• [Task brief] Pull out each line of the items below that contains the word "uniform", and copy those lines in the order they appear.

--- begin ---

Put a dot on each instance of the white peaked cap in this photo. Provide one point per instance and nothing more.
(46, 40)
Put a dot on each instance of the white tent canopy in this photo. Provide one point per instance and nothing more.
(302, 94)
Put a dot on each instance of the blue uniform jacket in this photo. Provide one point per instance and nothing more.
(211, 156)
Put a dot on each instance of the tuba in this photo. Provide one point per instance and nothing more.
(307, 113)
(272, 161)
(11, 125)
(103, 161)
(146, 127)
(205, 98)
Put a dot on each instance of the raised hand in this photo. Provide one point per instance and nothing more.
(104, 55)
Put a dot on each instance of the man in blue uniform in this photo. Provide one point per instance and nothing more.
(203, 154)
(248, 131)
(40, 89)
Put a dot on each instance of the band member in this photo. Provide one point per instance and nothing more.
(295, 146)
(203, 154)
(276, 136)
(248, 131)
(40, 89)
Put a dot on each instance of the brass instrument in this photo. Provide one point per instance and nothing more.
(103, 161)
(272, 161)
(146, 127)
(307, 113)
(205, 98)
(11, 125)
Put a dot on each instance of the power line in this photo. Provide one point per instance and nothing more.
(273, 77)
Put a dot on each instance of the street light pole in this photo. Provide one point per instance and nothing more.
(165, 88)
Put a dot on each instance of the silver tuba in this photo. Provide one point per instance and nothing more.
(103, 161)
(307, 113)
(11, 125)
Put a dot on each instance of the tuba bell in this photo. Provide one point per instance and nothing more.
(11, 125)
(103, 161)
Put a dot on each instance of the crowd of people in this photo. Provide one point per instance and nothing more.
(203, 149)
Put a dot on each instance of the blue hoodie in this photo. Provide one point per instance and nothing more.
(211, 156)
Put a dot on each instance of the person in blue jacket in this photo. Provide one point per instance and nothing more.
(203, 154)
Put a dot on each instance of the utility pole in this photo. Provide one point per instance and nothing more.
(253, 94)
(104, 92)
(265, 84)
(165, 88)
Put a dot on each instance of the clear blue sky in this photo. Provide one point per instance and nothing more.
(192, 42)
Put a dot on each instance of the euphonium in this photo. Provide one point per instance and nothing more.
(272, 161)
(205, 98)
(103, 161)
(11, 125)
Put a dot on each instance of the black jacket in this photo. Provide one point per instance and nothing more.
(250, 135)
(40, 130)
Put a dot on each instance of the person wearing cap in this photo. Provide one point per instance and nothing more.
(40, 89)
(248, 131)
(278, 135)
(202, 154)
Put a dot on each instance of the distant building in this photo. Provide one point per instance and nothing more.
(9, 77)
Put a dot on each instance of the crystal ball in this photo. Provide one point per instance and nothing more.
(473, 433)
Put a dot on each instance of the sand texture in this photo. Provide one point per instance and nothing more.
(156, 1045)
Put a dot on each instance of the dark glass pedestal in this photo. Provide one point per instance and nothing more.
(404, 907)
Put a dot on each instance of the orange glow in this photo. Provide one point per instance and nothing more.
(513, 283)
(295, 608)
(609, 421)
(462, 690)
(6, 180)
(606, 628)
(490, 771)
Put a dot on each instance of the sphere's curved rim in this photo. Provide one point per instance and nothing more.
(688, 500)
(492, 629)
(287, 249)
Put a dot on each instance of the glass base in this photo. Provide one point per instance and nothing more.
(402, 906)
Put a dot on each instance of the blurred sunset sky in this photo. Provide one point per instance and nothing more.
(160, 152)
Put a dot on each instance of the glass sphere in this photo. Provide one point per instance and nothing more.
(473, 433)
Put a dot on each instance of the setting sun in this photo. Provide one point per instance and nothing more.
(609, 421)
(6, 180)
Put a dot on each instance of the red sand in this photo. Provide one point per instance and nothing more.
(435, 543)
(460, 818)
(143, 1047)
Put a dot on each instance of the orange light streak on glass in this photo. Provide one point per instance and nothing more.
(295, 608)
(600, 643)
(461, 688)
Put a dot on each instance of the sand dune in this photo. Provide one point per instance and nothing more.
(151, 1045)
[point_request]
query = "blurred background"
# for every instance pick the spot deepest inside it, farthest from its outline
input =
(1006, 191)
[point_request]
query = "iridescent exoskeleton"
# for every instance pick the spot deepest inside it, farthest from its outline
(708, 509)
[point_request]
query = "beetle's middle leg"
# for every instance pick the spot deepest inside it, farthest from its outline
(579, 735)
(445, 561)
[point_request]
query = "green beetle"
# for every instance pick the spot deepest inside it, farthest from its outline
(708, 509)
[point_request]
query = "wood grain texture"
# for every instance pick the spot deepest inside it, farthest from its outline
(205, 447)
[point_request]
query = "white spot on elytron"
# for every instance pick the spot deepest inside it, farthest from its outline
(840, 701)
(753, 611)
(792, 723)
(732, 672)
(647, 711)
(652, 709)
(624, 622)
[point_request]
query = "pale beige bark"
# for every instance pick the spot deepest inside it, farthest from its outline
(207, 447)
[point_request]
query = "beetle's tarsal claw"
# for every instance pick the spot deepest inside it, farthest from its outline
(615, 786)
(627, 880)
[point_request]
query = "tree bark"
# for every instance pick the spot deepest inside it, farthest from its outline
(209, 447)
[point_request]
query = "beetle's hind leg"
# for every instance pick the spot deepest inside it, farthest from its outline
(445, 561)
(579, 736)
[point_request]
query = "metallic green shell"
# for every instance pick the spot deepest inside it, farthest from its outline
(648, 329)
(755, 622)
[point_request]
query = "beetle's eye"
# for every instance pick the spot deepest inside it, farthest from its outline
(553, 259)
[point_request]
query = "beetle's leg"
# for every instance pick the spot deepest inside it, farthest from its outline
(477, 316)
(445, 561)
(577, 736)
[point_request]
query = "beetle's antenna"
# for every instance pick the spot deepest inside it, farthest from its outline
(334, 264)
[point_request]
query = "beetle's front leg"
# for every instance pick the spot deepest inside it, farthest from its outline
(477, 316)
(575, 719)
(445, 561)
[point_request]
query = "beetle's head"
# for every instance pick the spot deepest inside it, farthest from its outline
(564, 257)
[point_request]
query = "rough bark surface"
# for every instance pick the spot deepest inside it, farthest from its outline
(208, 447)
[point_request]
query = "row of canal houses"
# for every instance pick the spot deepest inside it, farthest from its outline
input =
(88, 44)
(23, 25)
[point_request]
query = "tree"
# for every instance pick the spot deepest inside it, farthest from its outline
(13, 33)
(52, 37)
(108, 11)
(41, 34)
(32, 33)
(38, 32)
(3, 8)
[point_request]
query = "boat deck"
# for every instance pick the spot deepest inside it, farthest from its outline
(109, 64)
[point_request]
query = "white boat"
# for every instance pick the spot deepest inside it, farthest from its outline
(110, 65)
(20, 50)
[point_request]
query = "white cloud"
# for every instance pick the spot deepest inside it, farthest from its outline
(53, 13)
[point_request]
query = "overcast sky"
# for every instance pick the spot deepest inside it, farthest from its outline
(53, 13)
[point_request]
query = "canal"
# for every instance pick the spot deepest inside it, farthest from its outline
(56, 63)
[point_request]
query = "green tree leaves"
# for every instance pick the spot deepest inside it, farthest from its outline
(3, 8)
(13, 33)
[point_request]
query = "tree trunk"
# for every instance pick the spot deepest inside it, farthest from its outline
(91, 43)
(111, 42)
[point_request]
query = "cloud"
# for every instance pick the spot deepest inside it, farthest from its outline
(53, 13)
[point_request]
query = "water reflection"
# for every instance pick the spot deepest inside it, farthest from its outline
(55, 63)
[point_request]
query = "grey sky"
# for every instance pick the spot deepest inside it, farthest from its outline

--- end ---

• [Finished answer]
Put a dot on each instance of the blue uniform jacket in this photo. Provide one point per instance and nothing more.
Put a dot on each instance of the man in blue uniform in this photo. Provide one point per instance and nothing more.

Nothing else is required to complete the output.